• PROBLEM DETAILS: Omit every picture while repeating the entries exactly.

(Records from a collection)
⁂

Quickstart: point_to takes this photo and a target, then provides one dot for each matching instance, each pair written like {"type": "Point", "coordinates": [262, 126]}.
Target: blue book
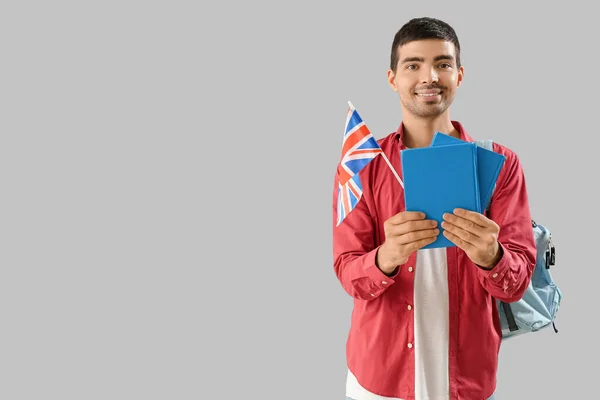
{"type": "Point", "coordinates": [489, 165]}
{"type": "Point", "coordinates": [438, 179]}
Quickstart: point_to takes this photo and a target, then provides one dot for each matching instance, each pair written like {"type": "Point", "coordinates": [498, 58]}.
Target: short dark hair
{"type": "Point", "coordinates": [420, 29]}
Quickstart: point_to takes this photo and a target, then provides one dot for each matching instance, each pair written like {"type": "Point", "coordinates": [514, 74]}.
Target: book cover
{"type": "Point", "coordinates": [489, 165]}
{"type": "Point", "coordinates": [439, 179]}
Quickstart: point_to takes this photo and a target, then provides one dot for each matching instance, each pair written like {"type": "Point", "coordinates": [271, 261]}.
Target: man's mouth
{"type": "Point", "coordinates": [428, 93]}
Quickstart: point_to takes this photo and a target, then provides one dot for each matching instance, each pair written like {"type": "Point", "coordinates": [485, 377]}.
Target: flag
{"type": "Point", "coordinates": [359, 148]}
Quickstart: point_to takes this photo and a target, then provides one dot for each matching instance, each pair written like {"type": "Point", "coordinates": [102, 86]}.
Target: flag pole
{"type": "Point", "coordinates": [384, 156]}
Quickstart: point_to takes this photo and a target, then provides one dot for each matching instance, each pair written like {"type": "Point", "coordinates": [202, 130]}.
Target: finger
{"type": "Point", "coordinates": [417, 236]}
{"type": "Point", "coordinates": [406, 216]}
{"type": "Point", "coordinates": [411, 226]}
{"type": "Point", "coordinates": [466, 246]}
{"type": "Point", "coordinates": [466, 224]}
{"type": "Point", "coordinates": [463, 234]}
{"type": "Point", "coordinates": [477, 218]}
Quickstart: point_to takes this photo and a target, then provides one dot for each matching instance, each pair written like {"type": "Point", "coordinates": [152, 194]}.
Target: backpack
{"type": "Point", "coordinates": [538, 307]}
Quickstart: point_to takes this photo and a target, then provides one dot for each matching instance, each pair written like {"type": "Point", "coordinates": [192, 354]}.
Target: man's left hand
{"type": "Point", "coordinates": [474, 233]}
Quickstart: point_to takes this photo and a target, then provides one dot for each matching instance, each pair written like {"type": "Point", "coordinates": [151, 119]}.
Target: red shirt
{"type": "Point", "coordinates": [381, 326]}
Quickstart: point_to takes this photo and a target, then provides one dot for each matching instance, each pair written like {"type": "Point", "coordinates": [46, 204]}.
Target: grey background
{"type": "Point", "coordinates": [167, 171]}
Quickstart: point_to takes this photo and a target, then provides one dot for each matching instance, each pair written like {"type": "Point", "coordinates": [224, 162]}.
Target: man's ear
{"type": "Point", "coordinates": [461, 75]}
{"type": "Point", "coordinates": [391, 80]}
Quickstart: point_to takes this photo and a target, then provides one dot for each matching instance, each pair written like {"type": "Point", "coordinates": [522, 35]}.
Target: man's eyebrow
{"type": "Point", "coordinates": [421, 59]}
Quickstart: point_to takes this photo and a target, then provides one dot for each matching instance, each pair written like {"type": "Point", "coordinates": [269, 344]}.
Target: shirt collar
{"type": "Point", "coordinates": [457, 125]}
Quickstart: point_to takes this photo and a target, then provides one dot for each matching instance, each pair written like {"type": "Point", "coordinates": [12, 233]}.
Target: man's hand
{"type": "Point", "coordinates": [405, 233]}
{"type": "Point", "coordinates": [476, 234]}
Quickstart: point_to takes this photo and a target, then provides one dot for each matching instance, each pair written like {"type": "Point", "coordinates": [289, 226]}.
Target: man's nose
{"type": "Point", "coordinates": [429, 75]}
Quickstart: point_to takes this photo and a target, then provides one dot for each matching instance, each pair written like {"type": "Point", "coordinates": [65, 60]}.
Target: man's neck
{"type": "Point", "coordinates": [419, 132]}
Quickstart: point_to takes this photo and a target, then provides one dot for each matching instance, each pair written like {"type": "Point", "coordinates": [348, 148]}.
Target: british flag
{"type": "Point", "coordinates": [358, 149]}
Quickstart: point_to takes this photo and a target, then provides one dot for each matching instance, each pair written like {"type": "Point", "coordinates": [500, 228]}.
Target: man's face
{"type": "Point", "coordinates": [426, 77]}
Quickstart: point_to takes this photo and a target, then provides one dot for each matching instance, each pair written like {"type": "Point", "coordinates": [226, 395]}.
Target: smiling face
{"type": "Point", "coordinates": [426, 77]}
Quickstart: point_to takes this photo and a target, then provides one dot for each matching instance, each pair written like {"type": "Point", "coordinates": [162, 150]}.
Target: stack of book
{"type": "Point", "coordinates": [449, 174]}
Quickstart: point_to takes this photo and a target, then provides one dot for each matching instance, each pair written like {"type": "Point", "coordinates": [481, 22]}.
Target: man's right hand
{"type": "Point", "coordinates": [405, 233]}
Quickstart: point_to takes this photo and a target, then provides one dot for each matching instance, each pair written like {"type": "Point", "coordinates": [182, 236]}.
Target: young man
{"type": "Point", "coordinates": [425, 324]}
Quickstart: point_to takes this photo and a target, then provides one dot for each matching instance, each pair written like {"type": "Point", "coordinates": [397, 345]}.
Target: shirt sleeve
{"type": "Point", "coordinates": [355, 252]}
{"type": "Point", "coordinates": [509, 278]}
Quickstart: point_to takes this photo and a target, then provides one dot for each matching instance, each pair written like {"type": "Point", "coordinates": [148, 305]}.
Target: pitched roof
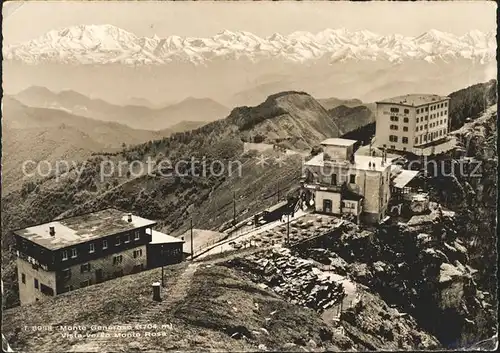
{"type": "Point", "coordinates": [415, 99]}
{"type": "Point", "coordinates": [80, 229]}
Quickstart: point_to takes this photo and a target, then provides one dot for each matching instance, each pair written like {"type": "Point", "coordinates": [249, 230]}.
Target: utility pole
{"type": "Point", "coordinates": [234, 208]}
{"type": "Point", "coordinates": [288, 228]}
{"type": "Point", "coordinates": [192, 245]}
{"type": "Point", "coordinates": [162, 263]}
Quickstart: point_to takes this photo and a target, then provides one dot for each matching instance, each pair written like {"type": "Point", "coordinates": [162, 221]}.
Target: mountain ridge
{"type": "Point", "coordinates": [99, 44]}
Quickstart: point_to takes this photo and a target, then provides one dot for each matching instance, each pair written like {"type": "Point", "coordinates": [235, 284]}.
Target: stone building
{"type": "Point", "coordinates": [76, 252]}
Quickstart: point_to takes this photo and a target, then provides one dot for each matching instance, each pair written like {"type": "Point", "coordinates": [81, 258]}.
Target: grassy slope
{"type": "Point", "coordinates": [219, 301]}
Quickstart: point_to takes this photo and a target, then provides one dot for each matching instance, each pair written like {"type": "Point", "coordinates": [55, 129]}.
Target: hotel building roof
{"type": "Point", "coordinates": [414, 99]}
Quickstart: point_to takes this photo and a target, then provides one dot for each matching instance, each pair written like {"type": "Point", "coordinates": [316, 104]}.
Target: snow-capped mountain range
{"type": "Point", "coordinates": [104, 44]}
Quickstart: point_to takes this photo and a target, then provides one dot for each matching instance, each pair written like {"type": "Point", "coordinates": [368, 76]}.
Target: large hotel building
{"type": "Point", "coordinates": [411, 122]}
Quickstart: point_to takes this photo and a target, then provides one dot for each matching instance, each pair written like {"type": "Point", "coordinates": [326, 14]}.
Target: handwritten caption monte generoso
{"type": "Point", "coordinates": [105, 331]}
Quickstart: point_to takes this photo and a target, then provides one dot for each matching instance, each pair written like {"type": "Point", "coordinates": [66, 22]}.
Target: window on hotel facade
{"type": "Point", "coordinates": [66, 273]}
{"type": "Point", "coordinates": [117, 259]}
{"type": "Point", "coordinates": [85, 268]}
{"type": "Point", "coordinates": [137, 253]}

⁂

• TASK OUTPUT:
Quickstart: point_to takes this photo and a target, then provides one dot for each matching instance, each pair written like {"type": "Point", "coordinates": [262, 126]}.
Target: blue book
{"type": "Point", "coordinates": [489, 165]}
{"type": "Point", "coordinates": [438, 179]}
Quickstart: point_to takes this photo and a target, then provides one dot for each matching instance, each pair written like {"type": "Point", "coordinates": [498, 58]}.
Target: short dark hair
{"type": "Point", "coordinates": [420, 29]}
Quickstart: point_to takes this photo and a target, then provides one dot for each matching instance, each pair written like {"type": "Point", "coordinates": [514, 74]}.
Target: book cover
{"type": "Point", "coordinates": [489, 165]}
{"type": "Point", "coordinates": [439, 179]}
Quickstart: point_to takes this photo and a target, then provides one dot for each matching instance, each pair written like {"type": "Point", "coordinates": [271, 261]}.
Target: man's mouth
{"type": "Point", "coordinates": [428, 93]}
Quickstart: point_to takes this photo and a target, then provides one dot for each matching instance, each pair written like {"type": "Point", "coordinates": [485, 377]}.
Target: flag
{"type": "Point", "coordinates": [359, 148]}
Quickstart: point_to takes this photo and a target, then provides one dot for each matching instance, each pair written like {"type": "Point", "coordinates": [102, 86]}.
Target: flag pole
{"type": "Point", "coordinates": [384, 156]}
Quickstart: point_to takes this photo and a target, then provides one dot for each matching instance, each pair written like {"type": "Point", "coordinates": [202, 130]}.
Target: finger
{"type": "Point", "coordinates": [417, 236]}
{"type": "Point", "coordinates": [406, 216]}
{"type": "Point", "coordinates": [411, 226]}
{"type": "Point", "coordinates": [466, 246]}
{"type": "Point", "coordinates": [466, 224]}
{"type": "Point", "coordinates": [463, 234]}
{"type": "Point", "coordinates": [477, 218]}
Quickstart: point_to takes this photo and a target, then provides one dot for each matching instance, each pair written like {"type": "Point", "coordinates": [152, 194]}.
Target: backpack
{"type": "Point", "coordinates": [538, 307]}
Quickstart: point_to takes this photo and a target, then provides one dot for each matching instance, each pair written like {"type": "Point", "coordinates": [192, 354]}.
Target: man's left hand
{"type": "Point", "coordinates": [474, 233]}
Quickstart: point_to takes this photo and a target, then provides one dot for each matching instance, each pair written like {"type": "Point", "coordinates": [151, 119]}.
Target: red shirt
{"type": "Point", "coordinates": [381, 326]}
Quickstart: point_to takes this photo and a target, then provides one dot for each matching instance, each pair written like {"type": "Point", "coordinates": [46, 204]}.
Target: grey background
{"type": "Point", "coordinates": [167, 171]}
Quickstart: point_to takes this photo and a target, then provides one dot for each matching instance, each pair written like {"type": "Point", "coordinates": [224, 162]}.
Target: man's ear
{"type": "Point", "coordinates": [461, 75]}
{"type": "Point", "coordinates": [391, 80]}
Quickstart: point_to takes this photo and a target, then provides one dot for each matching instance, each pair written like {"type": "Point", "coordinates": [522, 35]}.
Target: man's eyebrow
{"type": "Point", "coordinates": [421, 59]}
Quickstart: point_to takes this photo and a target, then provides one dot for each matching instance, each pair written like {"type": "Point", "coordinates": [269, 344]}.
Target: shirt collar
{"type": "Point", "coordinates": [457, 125]}
Quickstart: point_to takes this photo and a target, then provides one dot for each matching instance, each pair written like {"type": "Point", "coordinates": [12, 233]}.
Target: man's hand
{"type": "Point", "coordinates": [405, 233]}
{"type": "Point", "coordinates": [476, 234]}
Quickstart: point_to takes this photo and a target, then provides one dot for each matching instance, each pair written like {"type": "Point", "coordinates": [289, 226]}.
Target: man's nose
{"type": "Point", "coordinates": [429, 75]}
Quickstart: point_to takes this photo and a target, then provides one dot for each matching instance, each pair written like {"type": "Point", "coordinates": [65, 60]}.
Target: man's neck
{"type": "Point", "coordinates": [419, 132]}
Quickstart: point_to takes this photo and a target, then provides one dot for each matching instance, each pair written like {"type": "Point", "coordinates": [348, 148]}.
Target: british flag
{"type": "Point", "coordinates": [358, 149]}
Quickstart: point_to takes this photo and a target, then provides one dot for each matching instance, each pair written like {"type": "Point", "coordinates": [500, 228]}.
Target: man's face
{"type": "Point", "coordinates": [426, 77]}
Quickstart: point_to takes this photo and a target, then provides one dot for each matching instance, each pair written like {"type": "Point", "coordinates": [226, 395]}.
Target: smiling face
{"type": "Point", "coordinates": [426, 77]}
Quickstart: point_to takes this photo and a target, then provides one dot for each matching instance, each pair written like {"type": "Point", "coordinates": [162, 150]}.
Target: stack of book
{"type": "Point", "coordinates": [449, 174]}
Quickstart: point_to takes this photo and a target, then provides one dot for each matching instance, each pair written like {"type": "Point", "coordinates": [481, 22]}.
Target: man's right hand
{"type": "Point", "coordinates": [405, 233]}
Quickstart: point_to takes this photo and a target, then provides one dot for each matching instance, each pair written like {"type": "Point", "coordinates": [182, 236]}.
Target: young man
{"type": "Point", "coordinates": [425, 324]}
Quickstart: point_to takes this photo and a target, then provides one dot for each matching instance, each pair written like {"type": "Point", "coordinates": [397, 345]}.
Target: shirt sleeve
{"type": "Point", "coordinates": [355, 252]}
{"type": "Point", "coordinates": [509, 278]}
Quickstart: point_to takes this photo and a target, then provides one dot for each matching instance, each pair written like {"type": "Point", "coordinates": [148, 305]}.
Target: pitched roof
{"type": "Point", "coordinates": [415, 99]}
{"type": "Point", "coordinates": [80, 229]}
Quickstart: point_to takes this photo and a target, then provides one dot for each matching instance, each pair written like {"type": "Point", "coordinates": [249, 230]}.
Target: utility pole
{"type": "Point", "coordinates": [234, 208]}
{"type": "Point", "coordinates": [288, 228]}
{"type": "Point", "coordinates": [192, 245]}
{"type": "Point", "coordinates": [162, 263]}
Quickstart: point_to takes this photo and a target, then provides one dot for each matching instance, each pair written like {"type": "Point", "coordinates": [162, 221]}.
Target: mountain ridge
{"type": "Point", "coordinates": [99, 44]}
Quickstart: point_to takes this photo and a target, then provides one dot for each matching instance, each pair written like {"type": "Point", "coordinates": [235, 284]}.
Target: stone building
{"type": "Point", "coordinates": [76, 252]}
Quickstart: point_to takes this photo and a target, then provides one dot for each matching instance, each pair written like {"type": "Point", "coordinates": [81, 258]}.
Target: grassy slope
{"type": "Point", "coordinates": [219, 301]}
Quickstart: point_to takes this photo and a target, then provides one dot for each matching instance, each pair written like {"type": "Point", "coordinates": [55, 129]}.
Target: hotel building roof
{"type": "Point", "coordinates": [414, 99]}
Quickstart: point_to takes this photo and a target, then provides one dot for each matching instance, each pair written like {"type": "Point", "coordinates": [316, 104]}.
Target: snow-capped mountain range
{"type": "Point", "coordinates": [104, 44]}
Quickstart: point_to takes this photo and a target, then provides one dot for each matching instance, each pair written like {"type": "Point", "coordinates": [368, 76]}.
Target: large hotel building
{"type": "Point", "coordinates": [411, 122]}
Quickstart: point_to takes this photo and a target, then provides one dot for each matching instance, each pair written like {"type": "Point", "coordinates": [326, 14]}.
Target: handwritten caption monte generoso
{"type": "Point", "coordinates": [105, 331]}
Quickstart: point_to takes this photo and a target, then provides one dot for each matching instance, each pair written like {"type": "Point", "coordinates": [66, 22]}.
Target: window on hotel facade
{"type": "Point", "coordinates": [66, 273]}
{"type": "Point", "coordinates": [117, 259]}
{"type": "Point", "coordinates": [85, 268]}
{"type": "Point", "coordinates": [137, 253]}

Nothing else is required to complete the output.